Data extracted from a collection

┄┄┄┄┄┄┄┄┄┄┄┄┄┄┄┄┄┄┄┄

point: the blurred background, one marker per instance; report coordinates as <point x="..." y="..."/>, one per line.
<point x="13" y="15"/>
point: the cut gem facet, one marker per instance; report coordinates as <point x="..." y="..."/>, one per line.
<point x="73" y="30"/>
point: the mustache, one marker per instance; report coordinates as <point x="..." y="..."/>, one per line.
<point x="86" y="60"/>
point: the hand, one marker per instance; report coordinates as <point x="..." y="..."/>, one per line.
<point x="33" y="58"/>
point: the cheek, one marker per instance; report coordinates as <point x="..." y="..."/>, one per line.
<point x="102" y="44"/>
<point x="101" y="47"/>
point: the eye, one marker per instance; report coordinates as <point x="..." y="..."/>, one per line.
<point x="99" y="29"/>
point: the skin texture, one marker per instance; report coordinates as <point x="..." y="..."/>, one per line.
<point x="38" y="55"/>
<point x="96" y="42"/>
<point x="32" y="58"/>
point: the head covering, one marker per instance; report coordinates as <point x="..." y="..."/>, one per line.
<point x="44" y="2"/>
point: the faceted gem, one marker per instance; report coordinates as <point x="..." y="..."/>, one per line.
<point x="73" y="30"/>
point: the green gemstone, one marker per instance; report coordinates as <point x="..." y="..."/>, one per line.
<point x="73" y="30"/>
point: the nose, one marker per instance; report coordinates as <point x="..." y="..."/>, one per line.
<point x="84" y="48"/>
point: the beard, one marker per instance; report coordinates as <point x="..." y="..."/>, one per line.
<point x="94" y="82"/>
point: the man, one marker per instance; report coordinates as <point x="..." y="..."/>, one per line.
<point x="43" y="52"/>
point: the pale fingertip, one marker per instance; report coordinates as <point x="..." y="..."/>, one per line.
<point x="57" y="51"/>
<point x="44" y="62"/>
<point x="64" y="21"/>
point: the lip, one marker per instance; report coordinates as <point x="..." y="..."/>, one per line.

┄┄┄┄┄┄┄┄┄┄┄┄┄┄┄┄┄┄┄┄

_Task brief_
Every entry is to be restated word for word.

_Exercise output_
point: the blurred background, one marker per instance; report coordinates as <point x="..." y="..."/>, one per line.
<point x="13" y="15"/>
point: the cut gem facet, one marker per instance; report coordinates as <point x="..." y="..."/>, one per line.
<point x="73" y="30"/>
point: the mustache, one marker per instance; report coordinates as <point x="..." y="..."/>, one per line.
<point x="86" y="60"/>
point: the hand, one marker per instance; report coordinates as <point x="..." y="..."/>, one per line.
<point x="33" y="58"/>
point: the cheek, one marker per instance; report coordinates as <point x="..." y="..."/>, one per line.
<point x="102" y="44"/>
<point x="101" y="47"/>
point: the eye, one marker per instance; report coordinates as <point x="..." y="..."/>, one per line.
<point x="99" y="29"/>
point: the skin texture, one marker per instance; report coordinates as <point x="..." y="..."/>, one per line.
<point x="38" y="55"/>
<point x="96" y="42"/>
<point x="32" y="58"/>
point: the head covering, one marker per instance; report coordinates as <point x="..." y="..."/>, one per line.
<point x="44" y="2"/>
point: the faceted gem, one marker per instance; report coordinates as <point x="..." y="..."/>, one per line.
<point x="73" y="30"/>
point: the green gemstone, one marker per instance; report coordinates as <point x="..." y="..."/>, one per line.
<point x="73" y="30"/>
point: the nose, one marker per instance; report coordinates as <point x="..." y="..."/>, one per line.
<point x="84" y="48"/>
point: the beard, one marker per instance; report coordinates as <point x="..." y="..."/>, one per line.
<point x="94" y="82"/>
point: the man, one marker per instance; report coordinates as <point x="..." y="..."/>, one per line.
<point x="43" y="52"/>
point: the pale fingertip, one marker per instance; report coordinates as <point x="..." y="..."/>, one per line.
<point x="57" y="51"/>
<point x="44" y="62"/>
<point x="64" y="21"/>
point: the lip, one marker per instance; report coordinates as <point x="..." y="..."/>, one per line.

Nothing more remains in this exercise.